** Opening Source passage block **

Suzanne Durden moved to Atlanta more than three decades ago, but attended the dedication of the Remembrance Garden in the summer of 2013 to honor three babies she never saw.

She lost a boy she named Justin in her seventh month, and he was buried in a nearby Catholic cemetery 45 years ago. She is not sure where the remains of two other boys lie, both lost early in pregnancy.

“It was kind of like everybody just wanted to forget it,” said Durden, now 70. “It never goes away and it does affect a woman for her entire life.”

What bothered her most, she said, was that she had never named two of the babies. Now she has three pavers at the Remembrance Garden, one for Justin, and one each for boys she now calls Michael and Gabriel, after the archangels.

“I often think how different my life would have been had they have lived,” said Durden, who envisions the Virgin Mary cradling her lost sons until she is reunited with them in heaven. “It was a total gift from God for me to be at the garden that day.”

 

Lost in limbo
Not every woman mourns a miscarriage as a lost child.

Fetal demise at less than 20 weeks, or miscarriage, is exceedingly common, occurring in 15 percent of known pregnancies, according to the American College of Obstetricians and Gynecologists. It is impossible to track the number of cases in which miscarriage occurs and a woman never realizes she was pregnant.

A pregnancy lost at 20 or more weeks, after the midpoint for most pregnancies, is termed a “stillbirth.”

In general, the closer the pregnancy to term, the more painful the loss, said Bonnie Steinbock, a bioethicist who has written extensively on the legal and moral status of the fetus. But for a woman who has been trying to get pregnant for a long time and finally does become pregnant, the loss of even a very early pregnancy can be traumatic, she said.

A woman’s religious beliefs can also play into her response to miscarriage.

“If you come from a [religious] upbringing and you think of a very early embryo as a person like anybody else, just hidden from view in a woman’s body, then you’re going to have a different reaction than if you had a different upbringing,” Steinbock said.

 

Not forgotten
The staff welcomed all last month who wanted to remember their lost babies, no matter where they stood with their faith.

Jennifer Kellar lost her son, Christopher Matthew Sifka III, to sudden infant death syndrome on Nov. 10, 2014. He was three months old. She brought her boyfriend, the baby’s father, to the Remembrance Garden ceremony.

** Closing Source passage block **
** Opening Given data block **

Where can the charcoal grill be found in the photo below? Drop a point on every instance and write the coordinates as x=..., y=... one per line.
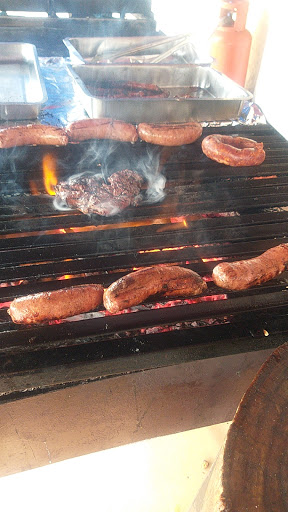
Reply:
x=210, y=213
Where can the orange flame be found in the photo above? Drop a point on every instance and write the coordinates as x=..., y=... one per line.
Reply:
x=49, y=173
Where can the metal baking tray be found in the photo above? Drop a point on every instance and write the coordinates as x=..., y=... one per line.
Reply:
x=215, y=96
x=87, y=50
x=22, y=90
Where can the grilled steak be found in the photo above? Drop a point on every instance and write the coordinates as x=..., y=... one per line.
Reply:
x=92, y=195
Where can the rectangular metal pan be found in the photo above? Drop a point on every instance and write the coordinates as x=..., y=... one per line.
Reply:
x=22, y=90
x=214, y=96
x=89, y=50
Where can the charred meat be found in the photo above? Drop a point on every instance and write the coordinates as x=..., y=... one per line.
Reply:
x=91, y=194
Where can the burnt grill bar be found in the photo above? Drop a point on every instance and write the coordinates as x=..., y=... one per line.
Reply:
x=209, y=212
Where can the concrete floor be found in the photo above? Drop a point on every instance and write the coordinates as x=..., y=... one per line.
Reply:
x=156, y=475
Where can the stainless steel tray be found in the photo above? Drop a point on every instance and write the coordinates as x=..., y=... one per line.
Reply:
x=86, y=50
x=215, y=97
x=22, y=90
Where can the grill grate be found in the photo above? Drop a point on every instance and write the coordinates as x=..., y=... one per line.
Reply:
x=210, y=211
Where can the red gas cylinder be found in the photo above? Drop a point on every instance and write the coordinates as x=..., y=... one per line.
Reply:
x=231, y=42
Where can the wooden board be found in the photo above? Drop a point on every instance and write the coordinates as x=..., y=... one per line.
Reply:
x=250, y=473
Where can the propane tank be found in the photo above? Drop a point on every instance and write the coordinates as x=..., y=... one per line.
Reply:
x=231, y=42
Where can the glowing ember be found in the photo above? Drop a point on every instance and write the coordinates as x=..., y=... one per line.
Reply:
x=212, y=259
x=49, y=173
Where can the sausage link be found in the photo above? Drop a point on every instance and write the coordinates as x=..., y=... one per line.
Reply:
x=46, y=306
x=137, y=286
x=102, y=129
x=240, y=275
x=233, y=151
x=32, y=134
x=170, y=134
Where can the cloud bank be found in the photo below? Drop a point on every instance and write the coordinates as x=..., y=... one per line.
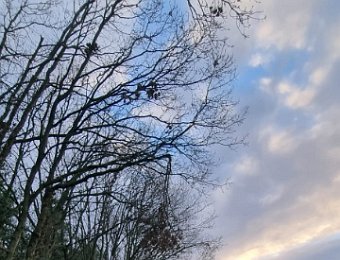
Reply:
x=284, y=201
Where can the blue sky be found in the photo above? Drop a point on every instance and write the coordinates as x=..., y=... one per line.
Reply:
x=284, y=197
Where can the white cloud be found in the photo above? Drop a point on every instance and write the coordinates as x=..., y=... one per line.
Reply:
x=246, y=165
x=295, y=97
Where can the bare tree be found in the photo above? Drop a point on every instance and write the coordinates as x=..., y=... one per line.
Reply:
x=105, y=106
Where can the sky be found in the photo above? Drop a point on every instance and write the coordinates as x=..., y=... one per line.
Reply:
x=283, y=201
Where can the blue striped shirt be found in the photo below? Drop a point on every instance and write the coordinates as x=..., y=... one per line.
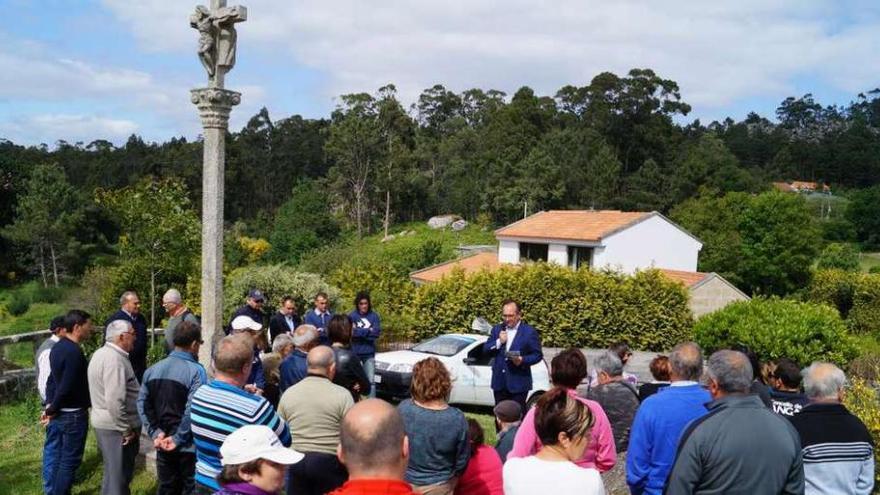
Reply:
x=217, y=410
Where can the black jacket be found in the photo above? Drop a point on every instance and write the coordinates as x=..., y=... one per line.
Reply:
x=278, y=325
x=350, y=371
x=138, y=355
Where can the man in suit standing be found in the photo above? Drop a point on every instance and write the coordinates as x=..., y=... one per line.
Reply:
x=285, y=320
x=516, y=347
x=130, y=311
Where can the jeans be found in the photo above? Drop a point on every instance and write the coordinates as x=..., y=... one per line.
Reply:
x=369, y=364
x=176, y=472
x=62, y=454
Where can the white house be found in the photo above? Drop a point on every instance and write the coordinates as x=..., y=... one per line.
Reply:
x=618, y=240
x=623, y=241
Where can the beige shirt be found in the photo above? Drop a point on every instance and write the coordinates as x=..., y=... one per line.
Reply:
x=314, y=408
x=113, y=389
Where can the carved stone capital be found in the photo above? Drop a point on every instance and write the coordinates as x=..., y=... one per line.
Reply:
x=214, y=105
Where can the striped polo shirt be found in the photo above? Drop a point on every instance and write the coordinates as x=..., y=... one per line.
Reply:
x=219, y=409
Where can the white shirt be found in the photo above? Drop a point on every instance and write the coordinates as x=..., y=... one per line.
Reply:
x=530, y=476
x=43, y=369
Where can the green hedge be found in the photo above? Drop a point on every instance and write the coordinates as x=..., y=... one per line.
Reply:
x=865, y=314
x=569, y=308
x=776, y=328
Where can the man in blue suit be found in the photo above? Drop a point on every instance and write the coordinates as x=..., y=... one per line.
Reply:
x=516, y=347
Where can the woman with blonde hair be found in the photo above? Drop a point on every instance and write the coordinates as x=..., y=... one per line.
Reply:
x=437, y=432
x=563, y=425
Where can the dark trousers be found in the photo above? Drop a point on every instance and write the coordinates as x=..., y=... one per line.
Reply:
x=118, y=460
x=520, y=398
x=66, y=441
x=316, y=474
x=176, y=471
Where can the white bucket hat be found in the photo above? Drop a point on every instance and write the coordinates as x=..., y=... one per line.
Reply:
x=252, y=442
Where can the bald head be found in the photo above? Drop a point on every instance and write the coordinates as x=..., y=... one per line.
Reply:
x=321, y=360
x=686, y=362
x=823, y=382
x=372, y=441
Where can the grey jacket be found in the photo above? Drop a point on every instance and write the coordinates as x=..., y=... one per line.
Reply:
x=114, y=390
x=739, y=447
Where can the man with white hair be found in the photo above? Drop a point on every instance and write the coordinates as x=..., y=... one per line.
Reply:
x=739, y=446
x=837, y=447
x=130, y=311
x=618, y=397
x=177, y=314
x=114, y=388
x=295, y=367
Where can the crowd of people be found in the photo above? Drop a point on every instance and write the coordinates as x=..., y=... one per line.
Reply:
x=290, y=406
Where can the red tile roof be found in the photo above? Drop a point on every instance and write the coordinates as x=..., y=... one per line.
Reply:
x=470, y=264
x=688, y=279
x=574, y=225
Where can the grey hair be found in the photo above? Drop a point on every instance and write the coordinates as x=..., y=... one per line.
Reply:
x=172, y=295
x=686, y=361
x=304, y=335
x=609, y=363
x=125, y=295
x=281, y=341
x=823, y=381
x=115, y=329
x=731, y=370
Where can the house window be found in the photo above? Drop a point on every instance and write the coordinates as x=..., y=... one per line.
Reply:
x=532, y=252
x=579, y=256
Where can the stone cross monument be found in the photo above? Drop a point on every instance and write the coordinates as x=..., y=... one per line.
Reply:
x=217, y=39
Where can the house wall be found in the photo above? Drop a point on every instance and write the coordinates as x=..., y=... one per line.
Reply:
x=558, y=253
x=651, y=243
x=713, y=295
x=508, y=252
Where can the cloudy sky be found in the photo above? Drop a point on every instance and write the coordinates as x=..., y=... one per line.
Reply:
x=81, y=70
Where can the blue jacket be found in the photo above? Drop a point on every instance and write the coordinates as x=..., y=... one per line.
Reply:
x=166, y=396
x=655, y=433
x=365, y=332
x=293, y=369
x=320, y=322
x=138, y=355
x=505, y=375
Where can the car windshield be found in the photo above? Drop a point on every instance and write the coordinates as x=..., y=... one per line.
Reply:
x=444, y=345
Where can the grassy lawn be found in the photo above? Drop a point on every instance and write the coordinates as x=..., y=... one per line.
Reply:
x=869, y=260
x=21, y=443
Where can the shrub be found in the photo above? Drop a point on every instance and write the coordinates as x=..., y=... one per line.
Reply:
x=774, y=328
x=835, y=288
x=841, y=256
x=861, y=400
x=275, y=281
x=569, y=308
x=865, y=314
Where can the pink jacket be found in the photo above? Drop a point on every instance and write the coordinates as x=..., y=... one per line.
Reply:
x=600, y=452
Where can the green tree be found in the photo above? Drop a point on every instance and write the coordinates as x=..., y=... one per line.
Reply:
x=303, y=223
x=159, y=243
x=840, y=256
x=864, y=213
x=47, y=215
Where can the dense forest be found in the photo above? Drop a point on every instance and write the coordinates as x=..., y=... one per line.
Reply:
x=619, y=142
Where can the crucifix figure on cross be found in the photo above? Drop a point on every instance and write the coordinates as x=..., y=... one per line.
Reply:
x=217, y=38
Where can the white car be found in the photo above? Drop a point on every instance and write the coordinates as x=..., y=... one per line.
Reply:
x=463, y=355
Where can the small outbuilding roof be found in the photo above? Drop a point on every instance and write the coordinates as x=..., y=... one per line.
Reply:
x=470, y=264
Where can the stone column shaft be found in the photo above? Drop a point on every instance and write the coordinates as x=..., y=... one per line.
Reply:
x=214, y=106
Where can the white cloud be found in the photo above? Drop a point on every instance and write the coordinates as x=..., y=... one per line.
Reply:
x=48, y=128
x=719, y=52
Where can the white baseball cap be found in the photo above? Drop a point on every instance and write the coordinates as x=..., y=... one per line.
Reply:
x=245, y=323
x=252, y=442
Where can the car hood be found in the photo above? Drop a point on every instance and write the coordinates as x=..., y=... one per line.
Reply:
x=408, y=357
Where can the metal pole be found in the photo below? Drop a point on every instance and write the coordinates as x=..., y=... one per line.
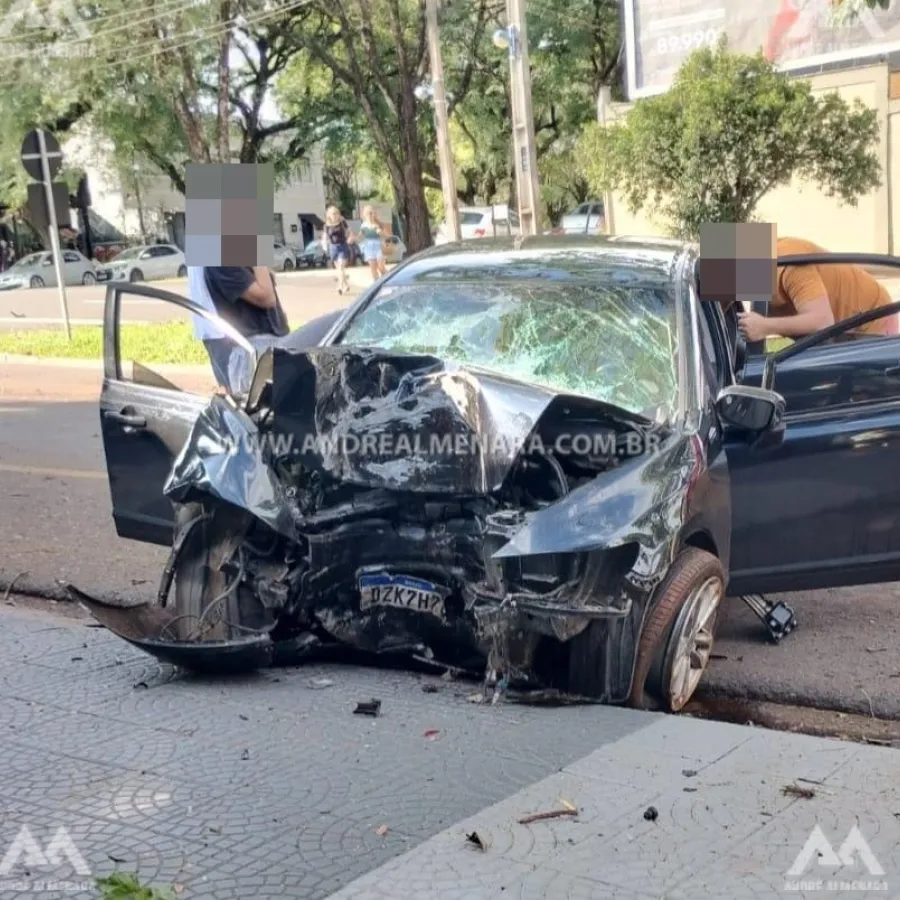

** Closing Given data block **

What you will do:
• 1. How would you render this sentence from the Remembrance Garden article in Spanish: "Not every woman mourns a miscarriage as a lost child."
• 2. In the Remembrance Garden article, what names has Suzanne Durden given to her lost sons? List them all.
• 3. Reproduce the Remembrance Garden article from "A pregnancy lost" up to and including "traumatic, she said.".

Task solutions:
• 1. No todas las mujeres lloran un aborto espontáneo como un hijo perdido.

• 2.
- Justin
- Michael
- Gabriel

• 3.
A pregnancy lost at 20 or more weeks, after the midpoint for most pregnancies, is termed a “stillbirth.”

In general, the closer the pregnancy to term, the more painful the loss, said Bonnie Steinbock, a bioethicist who has written extensively on the legal and moral status of the fetus. But for a woman who has been trying to get pregnant for a long time and finally does become pregnant, the loss of even a very early pregnancy can be traumatic, she said.